DIRECTIONS → Write the next part of the news excerpt on Mexico's new tariffs on Chinese and other Asian imports, picking up after its final sentence.

____ EXCERPT

Mexican President Claudia Sheinbaum (left) and Chinese President Xi Jinping, during a meeting on the sidelines of the G20 Summit in Brazil, 2024.

Mexico’s Senate has approved steep new tariffs on imports from China and several other Asian countries that do not have trade deals with Mexico. The move lines Mexico up more closely with President Trump’s hard-edged trade stance on China while Mexican President Sheinbaum tries to shield local industry.

  • Vote: The Senate passed the bill on Wednesday with 76 votes in favor, 5 against, and 35 abstentions, giving Sheinbaum’s Morena party enough backing to push the package through despite grumbling from business groups and some allies.

  • Scope: The law slaps tariffs between 5% and 50% on more than 1,400 products from Asian nations without trade agreements with Mexico, hitting everything from clothing and metals to auto parts as early as next year.

  • Target: Chinese manufacturers are clearly in the crosshairs, with Chinese cars now holding about 20% of Mexico’s market and facing the top 50% tariff tier after ballooning from almost nothing six years ago.

________
____ DATA

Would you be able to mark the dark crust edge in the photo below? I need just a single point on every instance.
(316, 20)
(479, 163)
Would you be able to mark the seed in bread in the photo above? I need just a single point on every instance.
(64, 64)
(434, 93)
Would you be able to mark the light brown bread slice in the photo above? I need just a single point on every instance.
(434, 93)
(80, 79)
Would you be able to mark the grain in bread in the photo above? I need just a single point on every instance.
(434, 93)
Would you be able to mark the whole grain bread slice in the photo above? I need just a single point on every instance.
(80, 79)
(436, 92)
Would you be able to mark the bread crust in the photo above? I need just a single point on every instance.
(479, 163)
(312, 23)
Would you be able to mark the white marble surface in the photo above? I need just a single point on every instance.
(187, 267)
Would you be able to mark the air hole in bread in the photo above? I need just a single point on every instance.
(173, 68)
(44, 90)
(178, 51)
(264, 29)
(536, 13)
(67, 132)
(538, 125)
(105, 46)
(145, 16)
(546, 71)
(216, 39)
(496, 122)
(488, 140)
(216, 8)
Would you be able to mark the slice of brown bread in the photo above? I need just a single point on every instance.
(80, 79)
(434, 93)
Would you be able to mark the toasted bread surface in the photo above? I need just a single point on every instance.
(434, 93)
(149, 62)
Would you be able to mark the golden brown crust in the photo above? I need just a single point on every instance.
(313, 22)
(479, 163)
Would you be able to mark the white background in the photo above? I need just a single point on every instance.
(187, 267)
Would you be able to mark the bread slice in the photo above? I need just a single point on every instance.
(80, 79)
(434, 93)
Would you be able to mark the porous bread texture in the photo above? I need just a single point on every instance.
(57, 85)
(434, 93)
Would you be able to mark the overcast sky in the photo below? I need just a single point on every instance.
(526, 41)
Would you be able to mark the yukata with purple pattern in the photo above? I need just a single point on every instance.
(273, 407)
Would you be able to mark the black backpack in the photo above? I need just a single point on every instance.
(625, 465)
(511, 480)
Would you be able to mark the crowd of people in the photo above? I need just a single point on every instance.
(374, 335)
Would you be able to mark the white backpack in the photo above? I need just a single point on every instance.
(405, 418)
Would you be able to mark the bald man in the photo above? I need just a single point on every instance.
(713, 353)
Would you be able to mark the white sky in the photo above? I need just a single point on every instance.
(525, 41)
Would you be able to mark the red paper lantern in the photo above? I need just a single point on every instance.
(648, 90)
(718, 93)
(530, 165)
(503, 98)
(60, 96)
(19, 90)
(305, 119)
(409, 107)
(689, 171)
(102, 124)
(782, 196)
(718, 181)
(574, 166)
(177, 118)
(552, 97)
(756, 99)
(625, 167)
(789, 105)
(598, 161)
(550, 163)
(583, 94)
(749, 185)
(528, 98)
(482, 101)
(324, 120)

________

SOLVED EXERCISE →
  • Politics: The timing lines up with Sheinbaum’s ongoing trade talks with Trump and quiet hopes in Mexico City that mirroring Washington’s pressure on China might convince the U.S. to ease its own tariffs on Mexican steel and aluminum.

  • Remember: International policy rarely changes so abruptly because of one president (in this case, Trump). These shifts are typically the result of internal pressures. And in this case, they’re occurring alongside major youth protests over cartel crime and widespread government corruption. 👇️ 

📌 Context: For decades Mexico has been a free trade advocate with numerous deals across North America, Europe, and Asia, but Sheinbaum’s left-leaning government is nudging the country toward a more protectionist posture just as the U.S., Canada, and much of the West clamp down harder on Chinese exports.

🇧🇬 BULGARIA
Peevski Faces
Street Revolt

Tens of thousands of Bulgarians poured into city centers on December 10 (again) for a protest demanding that Delyan Peevski (leader of the Movement for Rights and Freedoms) and former PM Boyko Borissov get out of power.

  • Spark: The evening rally followed a Dec. 1 demonstration that began as a protest against the proposed 2026 budget (the first drafted in euros ahead of Bulgaria’s planned adoption of the euro on Jan. 1, 2026) but quickly expanded into a broader anti-government movement over corruption and demands for the cabinet’s resignation.

  • Targets: Protesters singled out Delyan Peevski (who is under U.S. Magnitsky sanctions for corruption) and Boyko Borissov, whose GERB-UDF coalition holds the governing mandate even as Peevski’s party props up the Cabinet.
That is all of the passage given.